» **YOUR INSTRUCTIONS**: Copy out each line below exactly as it appears.
--------
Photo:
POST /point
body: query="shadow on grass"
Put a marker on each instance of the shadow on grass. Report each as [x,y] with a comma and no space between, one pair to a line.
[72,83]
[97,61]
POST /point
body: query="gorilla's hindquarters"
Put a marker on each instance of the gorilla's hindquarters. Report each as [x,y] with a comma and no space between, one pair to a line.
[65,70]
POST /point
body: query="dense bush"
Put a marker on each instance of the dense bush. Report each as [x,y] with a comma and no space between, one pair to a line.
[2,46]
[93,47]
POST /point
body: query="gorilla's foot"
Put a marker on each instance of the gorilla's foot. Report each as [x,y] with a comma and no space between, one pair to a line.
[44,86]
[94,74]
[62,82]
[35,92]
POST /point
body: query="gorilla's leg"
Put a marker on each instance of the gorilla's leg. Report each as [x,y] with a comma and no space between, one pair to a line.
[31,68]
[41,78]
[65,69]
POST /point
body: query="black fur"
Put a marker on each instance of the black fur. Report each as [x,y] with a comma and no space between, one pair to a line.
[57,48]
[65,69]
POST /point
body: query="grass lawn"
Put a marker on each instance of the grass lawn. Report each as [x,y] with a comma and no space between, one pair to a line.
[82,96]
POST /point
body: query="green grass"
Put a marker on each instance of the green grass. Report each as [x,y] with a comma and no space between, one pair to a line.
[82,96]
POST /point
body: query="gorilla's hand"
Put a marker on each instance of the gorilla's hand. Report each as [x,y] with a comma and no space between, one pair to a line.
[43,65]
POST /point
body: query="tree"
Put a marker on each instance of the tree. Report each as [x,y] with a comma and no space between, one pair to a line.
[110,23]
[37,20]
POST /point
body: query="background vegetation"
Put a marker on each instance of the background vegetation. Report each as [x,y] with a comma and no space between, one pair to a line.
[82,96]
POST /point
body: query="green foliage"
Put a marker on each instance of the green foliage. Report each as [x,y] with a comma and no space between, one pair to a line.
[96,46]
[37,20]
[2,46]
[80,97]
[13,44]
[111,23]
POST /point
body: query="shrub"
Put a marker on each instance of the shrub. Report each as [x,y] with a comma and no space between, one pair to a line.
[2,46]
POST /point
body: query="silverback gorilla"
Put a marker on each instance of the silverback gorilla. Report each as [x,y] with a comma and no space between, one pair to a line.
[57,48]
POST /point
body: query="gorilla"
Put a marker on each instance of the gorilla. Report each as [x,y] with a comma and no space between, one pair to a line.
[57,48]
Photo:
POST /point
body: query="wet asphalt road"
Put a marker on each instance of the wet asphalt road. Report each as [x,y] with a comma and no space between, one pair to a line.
--------
» **RESULT**:
Photo:
POST /point
body: query="shadow on grass"
Put a marker on each instance of the shadow on grass. Report each as [x,y] with a comma and no space between, one pair to a line.
[72,83]
[97,61]
POST /point
body: query="gorilla's hindquarters"
Put a marker on each instance of the gorilla's hindquarters. Report each as [x,y] with a comma and no space between, one pair to a line.
[65,70]
POST /point
body: query="dense bush"
Put a marker on each instance of the dense bush. Report each as [x,y] with a comma and no space between, one pair to a line.
[2,46]
[93,47]
POST /point
body: query="gorilla's foot"
Put a marker on each instance of the gorilla's foot. Report each as [x,y] with a comma and no space between, one pair to a line.
[44,86]
[94,74]
[62,82]
[35,92]
POST /point
body: query="gorilla's leg"
Put a marker on each instance of the gorilla's leg. Report each as [x,y] with a comma and no space between, one pair to a line.
[31,68]
[41,78]
[65,69]
POST /point
body: query="black fur"
Put a marker on each instance of the black fur. Report each as [x,y] with a comma and no space between, one pair to a line.
[57,48]
[65,69]
POST /point
body: query="grass lawn"
Put a marker on each instance of the grass lawn. Report each as [x,y] with a comma and no space between, one pair to a line.
[82,96]
POST /point
body: query="green grass"
Put a marker on each instance of the green grass. Report each as [x,y] with a comma and no space between, one pair to a line.
[82,96]
POST /point
body: query="gorilla's hand"
Put a marker on each instance of the gorilla's hand. Report each as [x,y] with a comma and no space between, one pair to a line.
[43,65]
POST /point
body: query="tree"
Put a marker on each instance of the tree. Report each as [x,y] with a comma and no space between, one pair to a line.
[110,23]
[37,20]
POST /point
body: query="background vegetation"
Put a marker on each instance of the background vegetation. Report each as [x,y] with a comma and no space between, one pair to a line.
[82,96]
POST /point
body: query="green foliage"
Put a marker on each instance of the green foliage. Report each as [x,y] with a comma and no space between, one pair to a line.
[96,46]
[37,20]
[2,46]
[80,97]
[13,44]
[111,23]
POST /point
body: query="shrub"
Put a marker on each instance of the shrub. Report each as [x,y] with a comma and no space between, one pair to a line.
[2,46]
POST /point
body: query="silverback gorilla"
Put a marker on each instance of the silverback gorilla. Report each as [x,y] with a comma and no space between, one pair to a line.
[57,48]
POST /point
body: query="gorilla"
Put a marker on each instance of the gorilla. Report each as [x,y] with a comma and no space between, one pair to a line.
[57,48]
Photo:
POST /point
body: query="wet asphalt road"
Put a marker on each instance of the wet asphalt road. Report each as [x,y] with a comma and no space between, one pair to a line.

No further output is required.